TASK ITEM: Produce an exact copy of the data below.

RECORDS SUPPLIED:
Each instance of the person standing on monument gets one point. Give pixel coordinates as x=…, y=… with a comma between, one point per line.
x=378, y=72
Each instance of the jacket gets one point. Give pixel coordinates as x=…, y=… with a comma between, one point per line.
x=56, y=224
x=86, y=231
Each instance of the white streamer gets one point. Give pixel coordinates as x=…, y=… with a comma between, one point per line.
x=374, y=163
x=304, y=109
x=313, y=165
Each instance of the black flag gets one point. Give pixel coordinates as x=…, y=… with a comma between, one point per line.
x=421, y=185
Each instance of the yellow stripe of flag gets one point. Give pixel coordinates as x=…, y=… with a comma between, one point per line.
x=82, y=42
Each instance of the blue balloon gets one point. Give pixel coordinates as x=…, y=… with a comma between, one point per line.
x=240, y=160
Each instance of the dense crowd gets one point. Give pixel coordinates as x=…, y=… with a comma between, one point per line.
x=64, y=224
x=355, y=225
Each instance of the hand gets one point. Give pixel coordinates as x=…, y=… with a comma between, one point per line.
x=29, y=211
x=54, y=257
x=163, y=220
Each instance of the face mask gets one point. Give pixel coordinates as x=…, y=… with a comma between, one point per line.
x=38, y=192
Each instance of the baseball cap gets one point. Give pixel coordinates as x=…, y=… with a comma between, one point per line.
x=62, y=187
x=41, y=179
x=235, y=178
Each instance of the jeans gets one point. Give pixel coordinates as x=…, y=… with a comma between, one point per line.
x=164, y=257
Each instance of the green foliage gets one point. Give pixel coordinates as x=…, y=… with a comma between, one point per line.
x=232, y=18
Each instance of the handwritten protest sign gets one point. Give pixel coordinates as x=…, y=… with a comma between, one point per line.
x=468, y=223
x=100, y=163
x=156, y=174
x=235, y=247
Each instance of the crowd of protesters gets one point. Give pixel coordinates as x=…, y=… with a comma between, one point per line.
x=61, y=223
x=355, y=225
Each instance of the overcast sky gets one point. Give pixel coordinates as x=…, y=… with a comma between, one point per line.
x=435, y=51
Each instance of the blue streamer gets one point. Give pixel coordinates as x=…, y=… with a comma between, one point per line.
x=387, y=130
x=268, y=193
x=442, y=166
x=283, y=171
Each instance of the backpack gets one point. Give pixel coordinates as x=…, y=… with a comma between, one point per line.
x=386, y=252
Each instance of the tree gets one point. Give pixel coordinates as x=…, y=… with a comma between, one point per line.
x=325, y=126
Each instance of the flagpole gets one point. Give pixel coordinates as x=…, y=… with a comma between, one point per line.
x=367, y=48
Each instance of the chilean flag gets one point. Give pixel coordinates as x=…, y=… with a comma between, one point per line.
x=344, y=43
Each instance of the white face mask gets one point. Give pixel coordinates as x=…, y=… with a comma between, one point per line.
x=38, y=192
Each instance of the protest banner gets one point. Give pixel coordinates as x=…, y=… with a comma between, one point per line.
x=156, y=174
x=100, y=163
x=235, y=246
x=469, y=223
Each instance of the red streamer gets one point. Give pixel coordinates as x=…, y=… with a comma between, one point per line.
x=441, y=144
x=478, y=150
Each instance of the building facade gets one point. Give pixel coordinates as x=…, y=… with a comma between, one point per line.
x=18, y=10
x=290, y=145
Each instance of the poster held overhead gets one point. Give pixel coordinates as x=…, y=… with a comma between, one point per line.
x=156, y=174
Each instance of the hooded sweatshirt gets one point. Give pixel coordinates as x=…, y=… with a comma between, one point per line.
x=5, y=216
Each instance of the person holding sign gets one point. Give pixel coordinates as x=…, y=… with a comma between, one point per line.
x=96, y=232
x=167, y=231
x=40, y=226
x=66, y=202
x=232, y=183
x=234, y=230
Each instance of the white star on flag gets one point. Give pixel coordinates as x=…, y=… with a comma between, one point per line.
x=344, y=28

YOUR RESPONSE:
Each instance of the person standing on monument gets one point. Give pixel coordinates as x=…, y=… with a comma between, one point per line.
x=378, y=72
Each instance of the jacket gets one point. Give pixel coordinates as x=…, y=… with a comma between, one point per line.
x=56, y=224
x=86, y=231
Each instance of the white streamer gets one point. Give pixel coordinates as x=…, y=… with a comma between, one point per line.
x=374, y=163
x=304, y=109
x=313, y=165
Each instance of the black flag gets one point. Give pixel coordinates as x=…, y=… with a comma between, one point per line.
x=421, y=185
Each instance of the yellow stripe of flag gets one point. Give pixel coordinates as x=…, y=… with a comma between, one point per line.
x=82, y=42
Each instance of the blue balloon gets one point. Give pixel coordinates as x=…, y=… with a comma between, one point per line.
x=240, y=160
Each instance of the dense crowd gets one point. Give pixel coordinates as x=…, y=… with a comma between, one point per line.
x=64, y=224
x=355, y=225
Each instance of the hand gets one point. Give pixel coordinates as x=…, y=… with a comma between, one point per line.
x=29, y=211
x=54, y=257
x=163, y=220
Each instance of the face mask gets one point. Give pixel coordinates as x=…, y=… with a comma between, one point per line.
x=38, y=192
Each instance of the baseball cap gets one point. Give pixel coordinates as x=…, y=… with a comma between, one point per line.
x=62, y=187
x=41, y=179
x=235, y=178
Each instance of the jeans gets one point. Give pixel coordinates as x=…, y=… with a comma between, one point per line.
x=164, y=257
Each instance of the green foliage gets one point. Give pixel coordinates as x=…, y=… with a comma between, one point per line.
x=232, y=18
Each instance of the handwritten protest sign gets one point. Give pixel coordinates as x=…, y=… with a comma between, one point per line.
x=468, y=223
x=100, y=163
x=156, y=174
x=235, y=247
Each instance of the crowd of protesters gets one point. Give pixel coordinates as x=…, y=… with a comma between, one point per line.
x=61, y=223
x=355, y=225
Each instance of the overcast sky gets one point. Give pixel coordinates as x=…, y=… with a comma between, one point per line.
x=435, y=51
Each instance of the blue streamer gets one point. Give pixel coordinates as x=…, y=… with a comma between, one point per line.
x=387, y=130
x=268, y=193
x=442, y=166
x=283, y=171
Each instance of the backpack gets one point. Give pixel coordinates as x=…, y=… with a comma between, one point per line.
x=386, y=252
Each instance of the tree gets one point. Give pixel coordinates as x=…, y=… with a comma between, one point per line.
x=325, y=126
Each instance of the flagpole gets one point. Give pixel coordinates as x=…, y=… with a comma between, one point per line.
x=367, y=48
Each instance of the chilean flag gets one point. Give pixel coordinates as x=…, y=… with a comma between, one point per line.
x=344, y=43
Each instance of the white face mask gets one point. Give pixel coordinates as x=…, y=… with a comma between, one point per line.
x=38, y=192
Each instance of the protest banner gets one point. Give pixel coordinates as x=…, y=… with a comma between, one point per line.
x=156, y=174
x=100, y=163
x=235, y=246
x=469, y=223
Each instance of the red streamer gets one point. Give pixel coordinates as x=…, y=… with a comma between, one point per line.
x=441, y=144
x=478, y=150
Each instance of the building facade gets one point. Give pixel coordinates as x=…, y=… with a comma between, one point per line.
x=18, y=10
x=290, y=145
Each instance of the poster held overhead gets one point. Give pixel coordinates as x=…, y=… with a comma between, one point per line.
x=156, y=174
Each instance of the hooded sweatshirt gets one point. Give pixel coordinates as x=…, y=… with a comma between, one point per line.
x=5, y=216
Each instance of the person holding sign gets one point. Give pixel coordinates as x=…, y=… with a comma between, one point per line.
x=96, y=232
x=167, y=231
x=40, y=226
x=66, y=202
x=232, y=183
x=234, y=230
Each instance of the white star on flag gets one point. Give pixel coordinates as x=…, y=… with a comma between, one point per line.
x=344, y=28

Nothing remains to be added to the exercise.